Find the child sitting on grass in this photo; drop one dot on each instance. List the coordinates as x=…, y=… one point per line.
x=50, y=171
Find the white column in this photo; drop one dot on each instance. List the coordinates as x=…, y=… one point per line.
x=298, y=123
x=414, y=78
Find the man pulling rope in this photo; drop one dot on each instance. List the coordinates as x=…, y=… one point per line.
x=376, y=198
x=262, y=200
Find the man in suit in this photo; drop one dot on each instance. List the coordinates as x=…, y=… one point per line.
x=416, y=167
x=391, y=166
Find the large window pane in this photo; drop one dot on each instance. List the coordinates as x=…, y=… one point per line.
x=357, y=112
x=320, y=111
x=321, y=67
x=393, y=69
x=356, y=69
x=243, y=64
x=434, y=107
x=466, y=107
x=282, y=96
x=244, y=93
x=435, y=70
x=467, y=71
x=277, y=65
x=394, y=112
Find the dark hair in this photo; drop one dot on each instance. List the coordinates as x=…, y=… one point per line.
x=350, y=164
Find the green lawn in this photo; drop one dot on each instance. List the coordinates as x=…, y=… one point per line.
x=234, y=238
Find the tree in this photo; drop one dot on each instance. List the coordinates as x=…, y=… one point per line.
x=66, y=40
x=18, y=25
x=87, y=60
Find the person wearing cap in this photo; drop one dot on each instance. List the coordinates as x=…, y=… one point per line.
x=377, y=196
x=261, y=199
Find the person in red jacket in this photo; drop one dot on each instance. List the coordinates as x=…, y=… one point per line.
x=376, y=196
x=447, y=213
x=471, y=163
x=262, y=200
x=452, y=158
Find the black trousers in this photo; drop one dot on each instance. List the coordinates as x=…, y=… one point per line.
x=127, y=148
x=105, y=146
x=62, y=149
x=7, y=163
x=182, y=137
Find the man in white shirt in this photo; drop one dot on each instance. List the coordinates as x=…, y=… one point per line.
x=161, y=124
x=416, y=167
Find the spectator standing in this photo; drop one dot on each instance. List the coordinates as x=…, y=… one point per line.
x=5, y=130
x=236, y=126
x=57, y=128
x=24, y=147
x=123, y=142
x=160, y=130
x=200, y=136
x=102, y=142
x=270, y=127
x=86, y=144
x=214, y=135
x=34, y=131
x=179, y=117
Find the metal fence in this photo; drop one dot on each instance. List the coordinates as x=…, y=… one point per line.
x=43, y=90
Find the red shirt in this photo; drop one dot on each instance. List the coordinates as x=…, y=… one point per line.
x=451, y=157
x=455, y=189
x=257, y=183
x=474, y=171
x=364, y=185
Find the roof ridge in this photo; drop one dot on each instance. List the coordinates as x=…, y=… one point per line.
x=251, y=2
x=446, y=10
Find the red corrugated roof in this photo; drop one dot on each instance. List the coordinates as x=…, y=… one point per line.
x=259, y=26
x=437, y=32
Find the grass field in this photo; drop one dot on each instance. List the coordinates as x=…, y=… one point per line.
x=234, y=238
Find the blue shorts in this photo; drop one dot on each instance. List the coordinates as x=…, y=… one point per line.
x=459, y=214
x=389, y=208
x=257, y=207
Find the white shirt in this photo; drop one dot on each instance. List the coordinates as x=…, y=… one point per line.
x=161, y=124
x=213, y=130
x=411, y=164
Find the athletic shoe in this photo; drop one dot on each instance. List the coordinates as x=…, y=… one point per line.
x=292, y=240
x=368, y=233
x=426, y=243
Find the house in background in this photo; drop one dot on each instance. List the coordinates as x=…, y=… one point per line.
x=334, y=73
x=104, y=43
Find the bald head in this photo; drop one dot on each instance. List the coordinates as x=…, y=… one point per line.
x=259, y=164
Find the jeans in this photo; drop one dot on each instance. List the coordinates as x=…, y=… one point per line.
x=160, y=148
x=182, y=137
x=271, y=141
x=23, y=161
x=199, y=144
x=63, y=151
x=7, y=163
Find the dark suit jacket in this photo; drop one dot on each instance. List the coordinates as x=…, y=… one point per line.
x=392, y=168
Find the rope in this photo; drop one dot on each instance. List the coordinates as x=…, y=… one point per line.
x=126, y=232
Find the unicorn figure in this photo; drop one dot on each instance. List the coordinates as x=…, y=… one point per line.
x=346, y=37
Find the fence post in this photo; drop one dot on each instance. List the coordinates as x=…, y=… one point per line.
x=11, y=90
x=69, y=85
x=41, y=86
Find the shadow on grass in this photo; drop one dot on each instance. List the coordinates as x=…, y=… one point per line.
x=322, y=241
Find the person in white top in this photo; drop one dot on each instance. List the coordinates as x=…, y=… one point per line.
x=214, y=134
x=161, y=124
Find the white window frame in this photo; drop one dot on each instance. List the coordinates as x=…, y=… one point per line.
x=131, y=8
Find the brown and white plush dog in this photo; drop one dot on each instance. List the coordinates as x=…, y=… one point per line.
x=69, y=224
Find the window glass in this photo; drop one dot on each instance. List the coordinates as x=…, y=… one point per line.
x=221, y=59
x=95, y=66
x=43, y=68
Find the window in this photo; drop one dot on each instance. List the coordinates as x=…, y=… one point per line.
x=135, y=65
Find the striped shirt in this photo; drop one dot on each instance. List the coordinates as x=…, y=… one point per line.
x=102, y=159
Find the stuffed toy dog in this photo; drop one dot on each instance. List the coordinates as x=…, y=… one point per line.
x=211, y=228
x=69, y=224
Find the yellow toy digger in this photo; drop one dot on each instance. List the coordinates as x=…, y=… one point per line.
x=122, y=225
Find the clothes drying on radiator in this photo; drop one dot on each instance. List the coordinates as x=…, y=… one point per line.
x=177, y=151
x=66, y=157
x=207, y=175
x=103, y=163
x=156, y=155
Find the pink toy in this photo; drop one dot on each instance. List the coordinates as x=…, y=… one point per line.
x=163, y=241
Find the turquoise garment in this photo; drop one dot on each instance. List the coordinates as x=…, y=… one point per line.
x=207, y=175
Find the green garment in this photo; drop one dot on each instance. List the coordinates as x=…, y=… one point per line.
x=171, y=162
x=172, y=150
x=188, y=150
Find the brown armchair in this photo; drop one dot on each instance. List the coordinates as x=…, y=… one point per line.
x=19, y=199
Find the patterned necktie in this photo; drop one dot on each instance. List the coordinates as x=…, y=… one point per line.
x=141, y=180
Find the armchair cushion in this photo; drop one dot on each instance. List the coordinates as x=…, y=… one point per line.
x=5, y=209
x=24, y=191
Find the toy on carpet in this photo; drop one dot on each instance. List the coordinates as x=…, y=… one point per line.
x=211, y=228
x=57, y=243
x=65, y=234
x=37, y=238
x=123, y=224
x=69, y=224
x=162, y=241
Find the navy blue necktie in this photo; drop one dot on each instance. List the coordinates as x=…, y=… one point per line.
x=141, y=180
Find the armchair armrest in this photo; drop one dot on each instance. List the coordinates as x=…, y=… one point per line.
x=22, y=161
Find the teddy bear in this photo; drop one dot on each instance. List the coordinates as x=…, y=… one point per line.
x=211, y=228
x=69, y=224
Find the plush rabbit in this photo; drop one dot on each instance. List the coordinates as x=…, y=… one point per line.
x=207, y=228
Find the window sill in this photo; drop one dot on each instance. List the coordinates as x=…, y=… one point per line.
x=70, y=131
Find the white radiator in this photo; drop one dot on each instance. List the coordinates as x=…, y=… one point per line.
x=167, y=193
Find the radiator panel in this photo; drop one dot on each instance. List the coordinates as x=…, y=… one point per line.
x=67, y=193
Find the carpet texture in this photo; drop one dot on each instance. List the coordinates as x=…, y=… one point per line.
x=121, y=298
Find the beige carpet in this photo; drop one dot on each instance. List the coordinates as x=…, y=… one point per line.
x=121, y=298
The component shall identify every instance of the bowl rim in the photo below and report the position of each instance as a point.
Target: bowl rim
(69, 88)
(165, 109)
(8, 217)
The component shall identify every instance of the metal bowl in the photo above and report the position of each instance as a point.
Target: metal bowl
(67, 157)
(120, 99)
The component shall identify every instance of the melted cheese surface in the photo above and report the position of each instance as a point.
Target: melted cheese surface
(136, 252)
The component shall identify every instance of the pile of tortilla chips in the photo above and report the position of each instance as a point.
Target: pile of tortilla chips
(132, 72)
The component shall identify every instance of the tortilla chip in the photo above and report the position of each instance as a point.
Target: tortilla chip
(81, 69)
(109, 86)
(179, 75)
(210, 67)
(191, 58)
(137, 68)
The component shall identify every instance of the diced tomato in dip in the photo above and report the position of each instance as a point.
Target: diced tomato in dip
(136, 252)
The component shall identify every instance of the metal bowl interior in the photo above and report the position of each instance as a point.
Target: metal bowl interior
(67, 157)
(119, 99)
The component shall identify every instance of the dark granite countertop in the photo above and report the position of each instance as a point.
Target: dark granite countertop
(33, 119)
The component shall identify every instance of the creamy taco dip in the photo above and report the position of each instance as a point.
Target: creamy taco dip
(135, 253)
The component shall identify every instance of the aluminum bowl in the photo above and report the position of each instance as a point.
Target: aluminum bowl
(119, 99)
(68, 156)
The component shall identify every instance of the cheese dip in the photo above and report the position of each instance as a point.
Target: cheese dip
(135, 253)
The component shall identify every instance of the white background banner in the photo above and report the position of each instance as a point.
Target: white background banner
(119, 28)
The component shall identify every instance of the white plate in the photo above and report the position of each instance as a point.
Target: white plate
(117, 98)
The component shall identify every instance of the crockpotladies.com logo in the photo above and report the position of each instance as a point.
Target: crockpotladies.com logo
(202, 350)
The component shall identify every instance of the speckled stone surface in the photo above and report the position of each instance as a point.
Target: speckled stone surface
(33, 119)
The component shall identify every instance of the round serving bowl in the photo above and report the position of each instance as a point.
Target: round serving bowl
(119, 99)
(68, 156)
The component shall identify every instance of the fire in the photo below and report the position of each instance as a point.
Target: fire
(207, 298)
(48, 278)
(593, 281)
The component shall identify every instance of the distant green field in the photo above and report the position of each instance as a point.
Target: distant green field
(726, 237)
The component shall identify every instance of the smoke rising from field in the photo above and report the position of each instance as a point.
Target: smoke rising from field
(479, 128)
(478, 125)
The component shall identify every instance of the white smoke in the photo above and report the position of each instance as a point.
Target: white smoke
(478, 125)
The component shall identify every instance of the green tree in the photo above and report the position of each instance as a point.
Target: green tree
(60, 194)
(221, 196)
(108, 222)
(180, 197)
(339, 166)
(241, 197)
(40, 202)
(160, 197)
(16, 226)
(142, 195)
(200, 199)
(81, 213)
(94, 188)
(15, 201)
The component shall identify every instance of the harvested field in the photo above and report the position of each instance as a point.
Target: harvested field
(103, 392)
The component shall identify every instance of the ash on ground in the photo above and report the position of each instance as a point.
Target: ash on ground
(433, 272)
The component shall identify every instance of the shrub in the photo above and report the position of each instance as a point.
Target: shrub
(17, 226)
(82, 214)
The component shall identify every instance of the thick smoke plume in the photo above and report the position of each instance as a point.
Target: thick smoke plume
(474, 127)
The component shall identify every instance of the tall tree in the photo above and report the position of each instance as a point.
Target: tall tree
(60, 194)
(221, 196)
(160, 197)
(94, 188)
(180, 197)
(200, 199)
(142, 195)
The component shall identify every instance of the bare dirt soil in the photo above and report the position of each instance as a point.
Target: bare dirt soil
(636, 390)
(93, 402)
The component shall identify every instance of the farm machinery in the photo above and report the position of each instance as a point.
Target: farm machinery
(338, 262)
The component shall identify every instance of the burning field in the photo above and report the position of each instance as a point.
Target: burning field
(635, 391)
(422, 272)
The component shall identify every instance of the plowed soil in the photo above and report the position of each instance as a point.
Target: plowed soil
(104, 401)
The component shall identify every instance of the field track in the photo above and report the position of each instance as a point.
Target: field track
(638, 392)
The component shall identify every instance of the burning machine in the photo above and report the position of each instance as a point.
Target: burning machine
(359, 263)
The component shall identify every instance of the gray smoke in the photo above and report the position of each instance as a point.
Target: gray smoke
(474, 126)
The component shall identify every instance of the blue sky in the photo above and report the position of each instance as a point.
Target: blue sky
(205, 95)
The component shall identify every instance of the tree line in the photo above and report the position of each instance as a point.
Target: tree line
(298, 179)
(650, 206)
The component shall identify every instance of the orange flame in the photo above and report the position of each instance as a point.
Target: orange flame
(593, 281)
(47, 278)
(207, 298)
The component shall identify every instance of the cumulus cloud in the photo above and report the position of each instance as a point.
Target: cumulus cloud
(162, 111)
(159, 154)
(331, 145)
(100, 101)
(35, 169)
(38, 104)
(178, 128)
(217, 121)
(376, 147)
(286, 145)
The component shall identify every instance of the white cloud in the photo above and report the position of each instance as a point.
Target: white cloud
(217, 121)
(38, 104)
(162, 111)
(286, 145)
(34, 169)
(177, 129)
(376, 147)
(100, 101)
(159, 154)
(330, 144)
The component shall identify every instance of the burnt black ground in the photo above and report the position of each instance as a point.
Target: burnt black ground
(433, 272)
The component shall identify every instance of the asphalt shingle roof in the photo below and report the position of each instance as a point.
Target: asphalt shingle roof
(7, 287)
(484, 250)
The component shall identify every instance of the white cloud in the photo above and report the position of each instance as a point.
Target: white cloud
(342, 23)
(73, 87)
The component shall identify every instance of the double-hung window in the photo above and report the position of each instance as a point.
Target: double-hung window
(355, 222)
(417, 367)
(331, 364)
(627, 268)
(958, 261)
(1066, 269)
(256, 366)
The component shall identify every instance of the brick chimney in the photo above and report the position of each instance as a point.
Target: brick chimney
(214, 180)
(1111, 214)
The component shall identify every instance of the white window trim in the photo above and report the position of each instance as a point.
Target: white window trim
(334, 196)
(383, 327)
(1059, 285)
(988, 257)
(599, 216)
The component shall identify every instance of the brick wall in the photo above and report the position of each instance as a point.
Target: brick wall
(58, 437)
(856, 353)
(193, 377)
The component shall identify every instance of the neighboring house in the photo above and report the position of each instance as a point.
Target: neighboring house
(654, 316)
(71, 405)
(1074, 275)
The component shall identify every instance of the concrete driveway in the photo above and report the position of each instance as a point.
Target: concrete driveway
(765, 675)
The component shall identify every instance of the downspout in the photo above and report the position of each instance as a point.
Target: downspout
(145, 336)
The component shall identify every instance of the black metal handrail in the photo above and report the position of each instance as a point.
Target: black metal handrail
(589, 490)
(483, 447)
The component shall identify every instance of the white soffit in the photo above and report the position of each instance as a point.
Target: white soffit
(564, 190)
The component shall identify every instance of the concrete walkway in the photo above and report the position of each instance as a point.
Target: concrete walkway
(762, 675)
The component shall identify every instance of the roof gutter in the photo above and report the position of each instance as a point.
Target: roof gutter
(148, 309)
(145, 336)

• [TASK] Within the listing above, filter for lines holding the string "below" and copy each one.

• [RESPONSE BOX]
The component shall identify every instance of the bowl rim in the photo below and report the position of each instance as a point.
The component shall identify every instance of the fire in the photo below and report the position of each instance as a point.
The component shall identify every instance of the asphalt shingle roof in the photo below and report the position of each instance as a point.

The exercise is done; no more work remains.